▶ **Exercise instructions**
Drop the images; return everything else in the listing below exactly.

------------------------------------

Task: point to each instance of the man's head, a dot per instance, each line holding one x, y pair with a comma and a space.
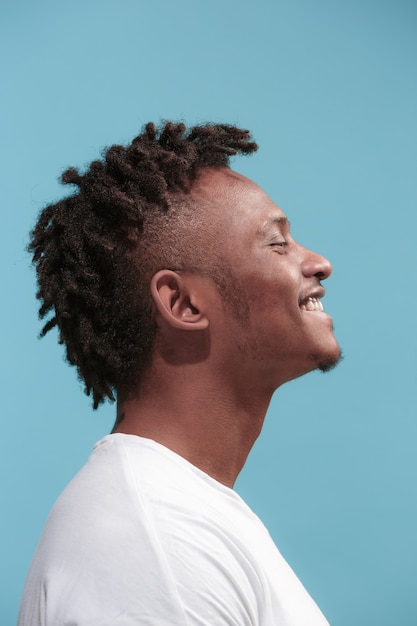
267, 323
97, 250
163, 237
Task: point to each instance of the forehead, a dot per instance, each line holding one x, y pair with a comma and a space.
237, 202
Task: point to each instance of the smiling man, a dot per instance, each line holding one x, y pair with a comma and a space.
177, 288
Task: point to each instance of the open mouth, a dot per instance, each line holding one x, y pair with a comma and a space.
311, 304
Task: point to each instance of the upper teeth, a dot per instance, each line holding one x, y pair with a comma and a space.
312, 304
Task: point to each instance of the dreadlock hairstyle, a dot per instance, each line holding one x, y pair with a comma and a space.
94, 251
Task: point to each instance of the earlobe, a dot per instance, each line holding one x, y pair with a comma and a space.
177, 301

------------------------------------

▶ **Solution to this task**
Task: point to each instance of the man's head, a dot per instance, each line holding one x, y pair with a comma and a space.
267, 323
97, 250
163, 237
Task: point to each instance of the forehead, a dot per instance, each line holding one x, y pair with a comma and a space.
237, 202
Task: point to each instance of the smiling man, a dot per instance, each line holding one x, y pair with a comma and a space.
177, 288
Task: point to each instance of the open mouth, a dot per instance, each line holding one x, y pair with a comma and a space.
311, 304
Task: point to each instance of the upper teeth, a dot per instance, each line holding one x, y pair with a comma and a space.
312, 304
Task: point to each instance of the dreadlock hairstyle, a dot per instance, each line holding one x, y pair with a comma and a space.
94, 251
Task: point to each instance of the earlobe, a dot per instance, each line holding one x, y pair with a comma and a space.
177, 301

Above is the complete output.